▶ **SET TASK**
Rewrite the part that opens with the line containing "the small canister" and closes with the line containing "[(588, 152), (422, 250)]", putting "painted wall" wherever "textured wall" appears and keeping everything else the same.

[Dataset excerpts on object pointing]
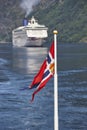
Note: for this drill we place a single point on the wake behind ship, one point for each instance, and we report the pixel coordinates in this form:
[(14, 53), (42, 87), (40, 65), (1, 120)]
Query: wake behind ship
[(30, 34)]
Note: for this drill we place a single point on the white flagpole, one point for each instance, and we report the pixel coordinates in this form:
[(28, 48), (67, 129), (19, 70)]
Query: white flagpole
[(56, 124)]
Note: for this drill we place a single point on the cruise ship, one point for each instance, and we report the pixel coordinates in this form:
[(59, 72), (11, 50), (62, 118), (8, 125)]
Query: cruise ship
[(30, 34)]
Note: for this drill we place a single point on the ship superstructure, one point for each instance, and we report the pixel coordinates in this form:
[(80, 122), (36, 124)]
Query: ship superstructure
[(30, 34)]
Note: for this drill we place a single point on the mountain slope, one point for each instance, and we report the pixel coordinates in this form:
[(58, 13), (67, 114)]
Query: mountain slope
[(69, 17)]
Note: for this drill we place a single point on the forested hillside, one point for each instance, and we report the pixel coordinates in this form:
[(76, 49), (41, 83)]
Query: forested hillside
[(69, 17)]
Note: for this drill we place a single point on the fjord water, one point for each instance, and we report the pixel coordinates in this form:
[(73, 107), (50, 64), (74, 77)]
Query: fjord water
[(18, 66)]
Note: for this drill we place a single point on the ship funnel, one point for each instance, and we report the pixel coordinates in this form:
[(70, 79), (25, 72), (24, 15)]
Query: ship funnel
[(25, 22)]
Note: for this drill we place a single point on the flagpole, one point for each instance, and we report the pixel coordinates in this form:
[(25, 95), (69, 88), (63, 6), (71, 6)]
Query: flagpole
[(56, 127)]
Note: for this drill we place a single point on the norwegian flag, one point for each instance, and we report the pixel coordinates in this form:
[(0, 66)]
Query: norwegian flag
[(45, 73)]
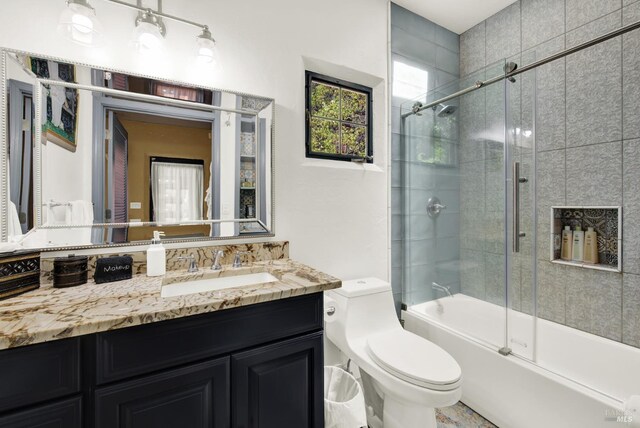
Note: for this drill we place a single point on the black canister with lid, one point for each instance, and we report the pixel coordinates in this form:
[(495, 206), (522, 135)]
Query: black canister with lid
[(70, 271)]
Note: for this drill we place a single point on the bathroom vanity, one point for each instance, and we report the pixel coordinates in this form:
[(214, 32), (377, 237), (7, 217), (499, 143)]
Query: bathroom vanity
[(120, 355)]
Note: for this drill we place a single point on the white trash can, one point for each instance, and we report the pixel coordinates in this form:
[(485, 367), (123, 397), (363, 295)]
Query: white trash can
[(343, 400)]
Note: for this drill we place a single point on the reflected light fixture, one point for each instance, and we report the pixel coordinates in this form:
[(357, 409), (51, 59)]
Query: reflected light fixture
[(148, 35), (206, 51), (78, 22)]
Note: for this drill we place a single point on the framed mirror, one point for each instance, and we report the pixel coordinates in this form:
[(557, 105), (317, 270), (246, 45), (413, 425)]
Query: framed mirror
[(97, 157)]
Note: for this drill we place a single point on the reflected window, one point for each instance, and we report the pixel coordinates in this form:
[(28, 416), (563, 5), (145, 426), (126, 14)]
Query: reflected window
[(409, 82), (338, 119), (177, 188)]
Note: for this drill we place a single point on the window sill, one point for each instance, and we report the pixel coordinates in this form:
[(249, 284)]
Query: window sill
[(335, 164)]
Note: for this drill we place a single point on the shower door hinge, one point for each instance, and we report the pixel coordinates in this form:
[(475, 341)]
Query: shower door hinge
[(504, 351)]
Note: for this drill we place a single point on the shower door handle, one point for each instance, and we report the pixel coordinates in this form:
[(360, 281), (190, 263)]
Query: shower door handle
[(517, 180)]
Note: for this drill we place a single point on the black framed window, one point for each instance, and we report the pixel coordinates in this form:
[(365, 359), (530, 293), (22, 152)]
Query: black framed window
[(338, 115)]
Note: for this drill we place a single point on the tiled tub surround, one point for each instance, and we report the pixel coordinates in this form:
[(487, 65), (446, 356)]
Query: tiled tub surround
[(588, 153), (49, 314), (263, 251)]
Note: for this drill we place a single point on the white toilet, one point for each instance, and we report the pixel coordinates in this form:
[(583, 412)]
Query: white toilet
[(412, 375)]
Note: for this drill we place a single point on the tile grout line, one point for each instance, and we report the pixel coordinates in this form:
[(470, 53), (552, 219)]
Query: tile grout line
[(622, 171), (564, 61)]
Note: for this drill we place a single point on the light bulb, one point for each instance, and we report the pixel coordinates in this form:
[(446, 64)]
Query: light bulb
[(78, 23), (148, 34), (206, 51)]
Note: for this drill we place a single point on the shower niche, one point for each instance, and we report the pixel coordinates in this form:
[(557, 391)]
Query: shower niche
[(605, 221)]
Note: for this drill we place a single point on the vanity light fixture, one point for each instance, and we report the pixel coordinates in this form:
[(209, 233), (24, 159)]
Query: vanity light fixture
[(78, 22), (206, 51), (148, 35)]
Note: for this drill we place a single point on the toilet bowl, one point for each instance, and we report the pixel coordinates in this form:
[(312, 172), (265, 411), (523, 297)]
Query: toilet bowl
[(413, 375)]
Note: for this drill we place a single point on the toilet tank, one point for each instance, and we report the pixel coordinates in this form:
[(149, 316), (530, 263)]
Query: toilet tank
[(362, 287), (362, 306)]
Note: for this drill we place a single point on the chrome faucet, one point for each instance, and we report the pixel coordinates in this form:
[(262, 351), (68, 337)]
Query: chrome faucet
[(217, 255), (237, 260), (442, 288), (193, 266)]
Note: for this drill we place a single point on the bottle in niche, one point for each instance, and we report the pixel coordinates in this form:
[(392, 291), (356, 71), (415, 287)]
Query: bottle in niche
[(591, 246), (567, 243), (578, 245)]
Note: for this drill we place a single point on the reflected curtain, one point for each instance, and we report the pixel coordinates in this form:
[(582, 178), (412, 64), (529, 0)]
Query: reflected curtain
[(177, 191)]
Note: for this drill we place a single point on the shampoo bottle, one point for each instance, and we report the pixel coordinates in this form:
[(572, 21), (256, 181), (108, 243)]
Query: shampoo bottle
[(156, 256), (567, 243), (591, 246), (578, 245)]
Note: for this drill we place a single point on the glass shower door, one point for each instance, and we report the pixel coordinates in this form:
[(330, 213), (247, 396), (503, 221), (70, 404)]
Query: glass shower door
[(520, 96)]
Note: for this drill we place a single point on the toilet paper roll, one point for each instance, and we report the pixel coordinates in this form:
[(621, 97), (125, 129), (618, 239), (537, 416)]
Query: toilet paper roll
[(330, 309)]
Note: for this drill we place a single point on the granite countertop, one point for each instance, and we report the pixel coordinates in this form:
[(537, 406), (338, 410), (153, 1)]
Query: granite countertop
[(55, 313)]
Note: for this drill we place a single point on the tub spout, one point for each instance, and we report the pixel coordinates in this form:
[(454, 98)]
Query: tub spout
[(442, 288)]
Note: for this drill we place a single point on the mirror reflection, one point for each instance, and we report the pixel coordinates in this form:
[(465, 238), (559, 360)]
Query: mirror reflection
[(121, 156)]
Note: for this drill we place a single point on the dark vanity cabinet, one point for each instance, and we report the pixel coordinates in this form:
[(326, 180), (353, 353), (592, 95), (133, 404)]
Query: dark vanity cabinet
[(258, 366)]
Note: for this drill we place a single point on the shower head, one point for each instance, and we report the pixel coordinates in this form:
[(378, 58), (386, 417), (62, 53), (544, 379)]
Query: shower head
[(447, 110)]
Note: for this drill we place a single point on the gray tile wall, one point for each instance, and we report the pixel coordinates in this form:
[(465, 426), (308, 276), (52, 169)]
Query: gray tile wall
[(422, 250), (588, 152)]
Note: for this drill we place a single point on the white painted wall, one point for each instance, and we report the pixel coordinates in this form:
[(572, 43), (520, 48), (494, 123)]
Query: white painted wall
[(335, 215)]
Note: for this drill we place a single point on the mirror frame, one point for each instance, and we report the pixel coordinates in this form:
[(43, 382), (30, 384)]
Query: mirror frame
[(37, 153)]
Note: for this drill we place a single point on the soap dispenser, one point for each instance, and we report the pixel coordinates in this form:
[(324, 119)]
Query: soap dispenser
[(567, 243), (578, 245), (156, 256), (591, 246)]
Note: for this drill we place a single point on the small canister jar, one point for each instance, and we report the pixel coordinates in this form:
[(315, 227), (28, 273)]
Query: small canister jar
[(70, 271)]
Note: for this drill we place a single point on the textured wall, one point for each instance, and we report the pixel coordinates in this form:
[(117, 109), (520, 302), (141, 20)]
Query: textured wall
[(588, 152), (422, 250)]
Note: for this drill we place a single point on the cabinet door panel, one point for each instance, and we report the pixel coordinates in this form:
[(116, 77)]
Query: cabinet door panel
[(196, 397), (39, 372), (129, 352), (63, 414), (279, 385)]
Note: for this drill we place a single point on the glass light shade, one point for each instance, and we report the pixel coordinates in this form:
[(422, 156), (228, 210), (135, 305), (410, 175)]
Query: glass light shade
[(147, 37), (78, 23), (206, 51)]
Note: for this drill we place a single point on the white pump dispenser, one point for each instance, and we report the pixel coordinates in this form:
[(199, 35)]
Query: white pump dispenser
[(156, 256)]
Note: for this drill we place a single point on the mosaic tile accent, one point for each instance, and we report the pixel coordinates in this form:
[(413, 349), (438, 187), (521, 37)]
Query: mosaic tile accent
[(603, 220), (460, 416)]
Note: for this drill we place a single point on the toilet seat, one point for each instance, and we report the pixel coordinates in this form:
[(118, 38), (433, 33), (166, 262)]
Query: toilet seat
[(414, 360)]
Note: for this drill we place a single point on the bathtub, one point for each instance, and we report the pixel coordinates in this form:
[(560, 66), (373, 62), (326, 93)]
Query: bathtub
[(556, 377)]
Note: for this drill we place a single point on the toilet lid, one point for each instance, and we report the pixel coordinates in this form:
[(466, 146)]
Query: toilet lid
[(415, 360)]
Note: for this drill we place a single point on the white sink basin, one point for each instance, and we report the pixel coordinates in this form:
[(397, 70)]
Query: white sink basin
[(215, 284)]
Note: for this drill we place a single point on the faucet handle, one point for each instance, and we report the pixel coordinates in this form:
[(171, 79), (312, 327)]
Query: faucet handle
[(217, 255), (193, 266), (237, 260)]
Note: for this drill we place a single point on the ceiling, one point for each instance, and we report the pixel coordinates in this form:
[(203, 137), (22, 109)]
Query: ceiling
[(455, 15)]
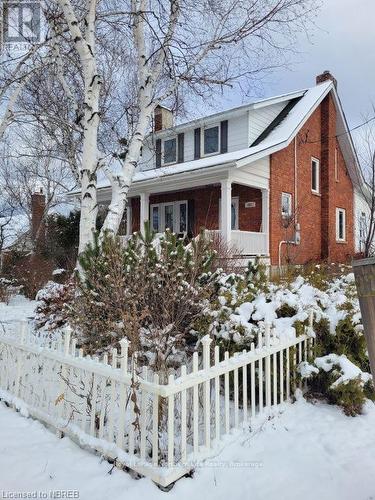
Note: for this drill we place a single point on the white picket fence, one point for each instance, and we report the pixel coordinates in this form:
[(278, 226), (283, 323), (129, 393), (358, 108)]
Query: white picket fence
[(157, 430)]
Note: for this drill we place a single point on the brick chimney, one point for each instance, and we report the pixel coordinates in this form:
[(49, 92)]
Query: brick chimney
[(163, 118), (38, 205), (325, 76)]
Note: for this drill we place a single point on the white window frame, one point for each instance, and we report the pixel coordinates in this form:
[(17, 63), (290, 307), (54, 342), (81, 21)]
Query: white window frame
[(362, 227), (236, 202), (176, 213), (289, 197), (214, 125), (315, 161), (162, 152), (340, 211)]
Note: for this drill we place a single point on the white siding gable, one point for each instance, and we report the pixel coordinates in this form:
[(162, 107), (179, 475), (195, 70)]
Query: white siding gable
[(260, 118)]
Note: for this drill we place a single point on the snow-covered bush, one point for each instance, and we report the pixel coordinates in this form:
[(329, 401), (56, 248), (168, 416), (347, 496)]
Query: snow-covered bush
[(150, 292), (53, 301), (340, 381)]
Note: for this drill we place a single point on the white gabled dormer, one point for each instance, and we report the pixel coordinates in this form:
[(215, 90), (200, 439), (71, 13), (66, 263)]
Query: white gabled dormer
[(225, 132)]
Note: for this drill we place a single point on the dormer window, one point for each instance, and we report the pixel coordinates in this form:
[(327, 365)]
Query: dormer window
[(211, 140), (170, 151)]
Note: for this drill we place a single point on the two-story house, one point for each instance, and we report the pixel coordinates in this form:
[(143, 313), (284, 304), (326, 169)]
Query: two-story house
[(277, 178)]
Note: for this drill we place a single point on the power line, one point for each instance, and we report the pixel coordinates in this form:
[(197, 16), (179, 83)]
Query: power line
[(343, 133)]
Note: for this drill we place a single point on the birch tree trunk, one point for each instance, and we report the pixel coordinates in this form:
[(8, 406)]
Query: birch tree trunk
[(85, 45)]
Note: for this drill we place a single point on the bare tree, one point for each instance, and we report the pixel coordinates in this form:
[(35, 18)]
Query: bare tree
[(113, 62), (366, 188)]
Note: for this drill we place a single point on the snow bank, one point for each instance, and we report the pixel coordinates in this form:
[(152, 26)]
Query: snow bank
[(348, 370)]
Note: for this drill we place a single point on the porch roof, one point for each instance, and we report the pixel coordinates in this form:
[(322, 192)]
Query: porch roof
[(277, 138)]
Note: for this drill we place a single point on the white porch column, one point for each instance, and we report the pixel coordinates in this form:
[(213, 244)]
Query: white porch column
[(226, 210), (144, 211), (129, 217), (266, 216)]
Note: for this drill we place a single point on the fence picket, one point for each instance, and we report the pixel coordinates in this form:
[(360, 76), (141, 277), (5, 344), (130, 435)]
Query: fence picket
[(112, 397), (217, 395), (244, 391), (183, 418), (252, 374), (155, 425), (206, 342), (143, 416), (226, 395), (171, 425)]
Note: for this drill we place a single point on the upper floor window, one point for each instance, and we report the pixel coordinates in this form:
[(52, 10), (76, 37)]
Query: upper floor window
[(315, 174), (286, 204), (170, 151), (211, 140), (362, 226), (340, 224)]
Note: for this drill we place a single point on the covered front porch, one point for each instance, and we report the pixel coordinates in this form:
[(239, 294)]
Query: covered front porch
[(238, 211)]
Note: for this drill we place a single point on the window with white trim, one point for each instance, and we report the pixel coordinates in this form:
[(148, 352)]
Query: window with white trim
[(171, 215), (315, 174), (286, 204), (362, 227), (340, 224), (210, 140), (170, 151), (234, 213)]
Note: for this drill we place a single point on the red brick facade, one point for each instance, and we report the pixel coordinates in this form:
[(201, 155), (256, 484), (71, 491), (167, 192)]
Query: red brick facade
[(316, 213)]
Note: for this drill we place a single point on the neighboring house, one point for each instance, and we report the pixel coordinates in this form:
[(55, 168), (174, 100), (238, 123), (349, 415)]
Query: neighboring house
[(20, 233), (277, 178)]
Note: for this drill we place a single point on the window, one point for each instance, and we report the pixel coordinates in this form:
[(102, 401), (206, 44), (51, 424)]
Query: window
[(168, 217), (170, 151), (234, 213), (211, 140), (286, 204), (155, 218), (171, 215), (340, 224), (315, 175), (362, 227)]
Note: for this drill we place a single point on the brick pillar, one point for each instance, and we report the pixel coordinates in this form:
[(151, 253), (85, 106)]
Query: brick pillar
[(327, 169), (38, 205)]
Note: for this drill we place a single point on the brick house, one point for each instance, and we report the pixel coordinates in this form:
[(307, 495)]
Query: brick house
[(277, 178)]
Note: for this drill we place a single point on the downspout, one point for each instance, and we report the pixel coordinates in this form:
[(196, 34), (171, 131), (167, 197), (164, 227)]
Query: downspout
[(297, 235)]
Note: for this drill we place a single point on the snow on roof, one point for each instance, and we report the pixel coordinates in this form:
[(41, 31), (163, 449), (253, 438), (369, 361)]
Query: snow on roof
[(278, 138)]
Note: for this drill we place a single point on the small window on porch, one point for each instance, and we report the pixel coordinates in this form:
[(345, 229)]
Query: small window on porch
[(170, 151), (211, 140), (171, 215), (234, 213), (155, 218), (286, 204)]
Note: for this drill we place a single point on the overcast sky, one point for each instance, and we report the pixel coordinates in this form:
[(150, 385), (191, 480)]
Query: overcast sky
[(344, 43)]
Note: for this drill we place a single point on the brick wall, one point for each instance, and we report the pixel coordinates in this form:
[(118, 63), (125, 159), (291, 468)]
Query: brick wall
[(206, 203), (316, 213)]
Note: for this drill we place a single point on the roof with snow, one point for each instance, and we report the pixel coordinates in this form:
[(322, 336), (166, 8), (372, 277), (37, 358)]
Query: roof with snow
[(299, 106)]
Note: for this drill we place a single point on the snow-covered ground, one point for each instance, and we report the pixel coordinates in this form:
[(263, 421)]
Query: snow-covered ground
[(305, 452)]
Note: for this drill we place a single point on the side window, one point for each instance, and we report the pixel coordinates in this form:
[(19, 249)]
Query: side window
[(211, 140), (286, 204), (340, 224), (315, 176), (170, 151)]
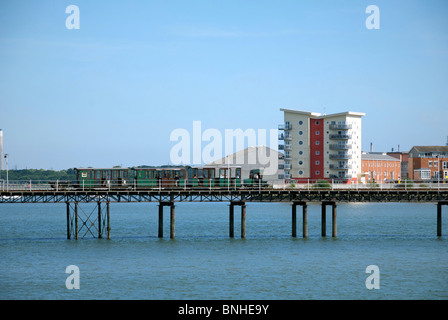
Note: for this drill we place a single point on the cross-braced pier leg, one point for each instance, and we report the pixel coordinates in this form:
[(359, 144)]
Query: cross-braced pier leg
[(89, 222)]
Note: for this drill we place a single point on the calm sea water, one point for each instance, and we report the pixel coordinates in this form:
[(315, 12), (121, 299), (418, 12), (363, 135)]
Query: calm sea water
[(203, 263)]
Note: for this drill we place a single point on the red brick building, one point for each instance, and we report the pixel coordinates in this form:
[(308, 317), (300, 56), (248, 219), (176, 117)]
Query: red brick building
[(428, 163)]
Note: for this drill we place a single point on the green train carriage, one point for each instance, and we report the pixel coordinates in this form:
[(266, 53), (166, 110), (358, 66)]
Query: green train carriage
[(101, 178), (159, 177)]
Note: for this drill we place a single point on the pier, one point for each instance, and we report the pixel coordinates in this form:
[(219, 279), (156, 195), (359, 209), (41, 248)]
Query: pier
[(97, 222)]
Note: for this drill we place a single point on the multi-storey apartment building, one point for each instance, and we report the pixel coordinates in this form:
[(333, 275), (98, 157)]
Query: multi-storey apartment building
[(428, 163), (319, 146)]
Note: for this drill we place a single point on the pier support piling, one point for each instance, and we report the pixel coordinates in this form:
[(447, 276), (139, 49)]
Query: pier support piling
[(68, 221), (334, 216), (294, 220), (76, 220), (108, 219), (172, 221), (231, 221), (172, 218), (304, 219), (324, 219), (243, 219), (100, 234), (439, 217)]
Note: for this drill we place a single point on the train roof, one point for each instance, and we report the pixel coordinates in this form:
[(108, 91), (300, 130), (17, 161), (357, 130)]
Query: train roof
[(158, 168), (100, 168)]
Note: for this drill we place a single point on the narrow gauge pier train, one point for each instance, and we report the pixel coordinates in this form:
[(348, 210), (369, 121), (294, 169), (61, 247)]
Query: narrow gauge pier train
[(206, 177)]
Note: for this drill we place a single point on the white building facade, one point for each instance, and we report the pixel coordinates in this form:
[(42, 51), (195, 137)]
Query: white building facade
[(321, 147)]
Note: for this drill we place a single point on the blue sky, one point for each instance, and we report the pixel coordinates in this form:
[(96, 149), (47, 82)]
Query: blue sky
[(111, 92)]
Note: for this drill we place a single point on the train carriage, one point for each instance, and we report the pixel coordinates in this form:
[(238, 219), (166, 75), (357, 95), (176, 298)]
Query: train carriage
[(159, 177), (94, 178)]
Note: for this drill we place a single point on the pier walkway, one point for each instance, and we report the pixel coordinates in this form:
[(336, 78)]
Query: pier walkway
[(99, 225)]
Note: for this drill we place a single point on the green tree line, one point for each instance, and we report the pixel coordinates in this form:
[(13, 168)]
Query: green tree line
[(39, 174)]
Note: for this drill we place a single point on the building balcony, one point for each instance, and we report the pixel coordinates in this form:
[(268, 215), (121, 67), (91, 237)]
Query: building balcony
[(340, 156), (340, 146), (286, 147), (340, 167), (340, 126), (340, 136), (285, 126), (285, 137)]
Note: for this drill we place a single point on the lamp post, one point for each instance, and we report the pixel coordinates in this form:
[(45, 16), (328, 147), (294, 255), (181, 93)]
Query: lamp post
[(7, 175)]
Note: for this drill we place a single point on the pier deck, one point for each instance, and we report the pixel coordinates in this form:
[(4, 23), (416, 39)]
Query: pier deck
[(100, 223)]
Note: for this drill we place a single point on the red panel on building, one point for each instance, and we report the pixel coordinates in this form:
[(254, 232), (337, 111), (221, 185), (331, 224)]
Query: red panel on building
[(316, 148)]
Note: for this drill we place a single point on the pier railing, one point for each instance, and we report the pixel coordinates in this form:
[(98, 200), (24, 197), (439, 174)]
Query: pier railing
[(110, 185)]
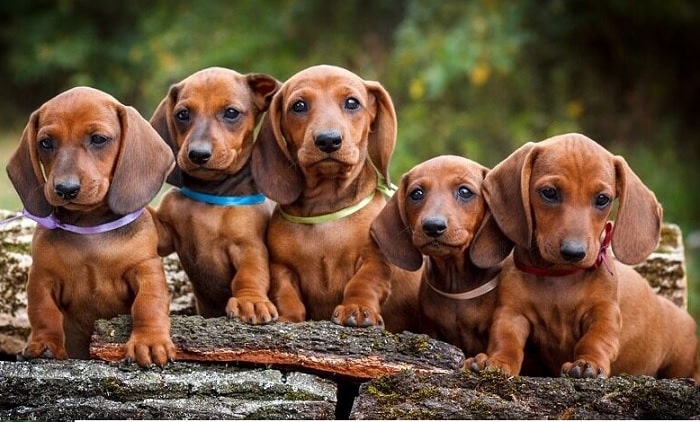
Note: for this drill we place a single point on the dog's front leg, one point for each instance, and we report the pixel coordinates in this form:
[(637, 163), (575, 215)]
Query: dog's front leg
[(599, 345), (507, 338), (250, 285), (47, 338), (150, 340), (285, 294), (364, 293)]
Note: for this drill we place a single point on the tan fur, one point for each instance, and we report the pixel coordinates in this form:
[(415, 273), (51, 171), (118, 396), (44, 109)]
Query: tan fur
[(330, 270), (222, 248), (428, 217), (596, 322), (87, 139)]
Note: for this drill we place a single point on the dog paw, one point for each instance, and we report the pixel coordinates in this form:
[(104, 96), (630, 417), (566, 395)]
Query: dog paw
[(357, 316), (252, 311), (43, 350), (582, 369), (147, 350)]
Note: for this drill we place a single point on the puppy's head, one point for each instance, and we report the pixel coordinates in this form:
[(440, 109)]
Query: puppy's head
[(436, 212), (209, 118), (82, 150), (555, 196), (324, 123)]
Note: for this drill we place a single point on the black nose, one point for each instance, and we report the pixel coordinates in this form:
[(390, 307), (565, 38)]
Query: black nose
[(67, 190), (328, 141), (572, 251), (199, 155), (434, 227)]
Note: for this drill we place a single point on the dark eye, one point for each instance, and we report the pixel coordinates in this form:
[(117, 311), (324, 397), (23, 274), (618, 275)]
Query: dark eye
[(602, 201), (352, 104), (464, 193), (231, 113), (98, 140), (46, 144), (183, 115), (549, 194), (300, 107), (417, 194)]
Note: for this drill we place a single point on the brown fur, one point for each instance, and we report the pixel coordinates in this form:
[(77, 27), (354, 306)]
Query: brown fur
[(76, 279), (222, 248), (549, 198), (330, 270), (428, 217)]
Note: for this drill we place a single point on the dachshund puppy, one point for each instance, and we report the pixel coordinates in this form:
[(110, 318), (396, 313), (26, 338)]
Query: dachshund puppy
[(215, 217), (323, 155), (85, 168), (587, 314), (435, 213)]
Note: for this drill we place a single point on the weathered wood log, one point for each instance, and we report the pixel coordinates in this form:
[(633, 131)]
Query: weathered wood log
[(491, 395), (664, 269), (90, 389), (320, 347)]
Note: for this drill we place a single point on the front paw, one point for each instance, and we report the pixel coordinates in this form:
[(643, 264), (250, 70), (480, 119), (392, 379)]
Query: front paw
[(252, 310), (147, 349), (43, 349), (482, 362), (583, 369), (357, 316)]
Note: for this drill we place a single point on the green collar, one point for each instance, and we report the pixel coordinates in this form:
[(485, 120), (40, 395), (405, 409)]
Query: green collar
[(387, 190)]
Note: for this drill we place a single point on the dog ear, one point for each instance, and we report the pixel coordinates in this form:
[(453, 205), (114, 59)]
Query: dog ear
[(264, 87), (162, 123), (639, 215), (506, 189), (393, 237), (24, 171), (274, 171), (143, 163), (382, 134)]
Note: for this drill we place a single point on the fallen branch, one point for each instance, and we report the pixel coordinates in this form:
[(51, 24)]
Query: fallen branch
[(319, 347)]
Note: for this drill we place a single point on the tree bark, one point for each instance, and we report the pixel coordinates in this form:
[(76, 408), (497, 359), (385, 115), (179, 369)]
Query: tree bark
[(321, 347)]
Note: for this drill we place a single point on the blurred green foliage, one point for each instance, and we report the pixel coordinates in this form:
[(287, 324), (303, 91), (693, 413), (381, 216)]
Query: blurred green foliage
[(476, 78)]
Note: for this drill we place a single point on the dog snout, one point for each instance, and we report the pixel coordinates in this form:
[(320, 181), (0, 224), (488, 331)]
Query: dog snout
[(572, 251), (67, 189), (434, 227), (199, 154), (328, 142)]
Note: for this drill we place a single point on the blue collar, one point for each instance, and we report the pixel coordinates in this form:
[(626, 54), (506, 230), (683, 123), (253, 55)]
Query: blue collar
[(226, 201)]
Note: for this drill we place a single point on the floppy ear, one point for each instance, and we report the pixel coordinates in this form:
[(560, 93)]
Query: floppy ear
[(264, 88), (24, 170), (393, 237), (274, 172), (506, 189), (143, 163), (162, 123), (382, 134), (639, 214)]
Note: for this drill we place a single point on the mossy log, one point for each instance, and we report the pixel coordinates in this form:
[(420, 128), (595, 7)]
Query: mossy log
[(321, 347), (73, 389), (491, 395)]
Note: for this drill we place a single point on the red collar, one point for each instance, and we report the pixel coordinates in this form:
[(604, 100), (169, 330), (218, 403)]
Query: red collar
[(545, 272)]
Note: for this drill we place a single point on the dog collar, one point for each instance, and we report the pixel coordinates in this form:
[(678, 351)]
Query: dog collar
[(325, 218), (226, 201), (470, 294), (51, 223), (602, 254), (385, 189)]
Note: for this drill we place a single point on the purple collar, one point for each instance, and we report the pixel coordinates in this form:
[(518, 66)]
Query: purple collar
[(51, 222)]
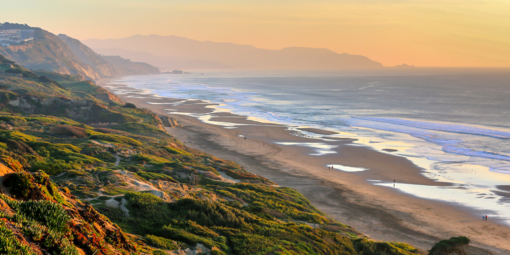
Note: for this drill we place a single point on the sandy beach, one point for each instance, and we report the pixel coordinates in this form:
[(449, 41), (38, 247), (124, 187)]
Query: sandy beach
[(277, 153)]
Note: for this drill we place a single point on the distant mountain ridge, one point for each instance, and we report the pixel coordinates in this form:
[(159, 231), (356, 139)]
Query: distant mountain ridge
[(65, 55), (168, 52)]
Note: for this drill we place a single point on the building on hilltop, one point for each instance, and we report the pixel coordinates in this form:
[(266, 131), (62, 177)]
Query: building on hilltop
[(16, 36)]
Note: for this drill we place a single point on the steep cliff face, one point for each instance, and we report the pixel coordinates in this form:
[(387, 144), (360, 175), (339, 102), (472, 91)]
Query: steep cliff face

▶ **TASK OUTPUT**
Note: for this drill we place a single point on the small canister jar, one point for each instance, and we report the pixel coordinates in this form:
[(315, 227), (28, 273)]
Query: small canister jar
[(70, 271)]
Note: for this drill we place a single point on the painted wall, one point for each instance, and we report the pixel coordinates in this form:
[(117, 109), (520, 302), (141, 20)]
Query: painted wall
[(588, 152), (422, 250)]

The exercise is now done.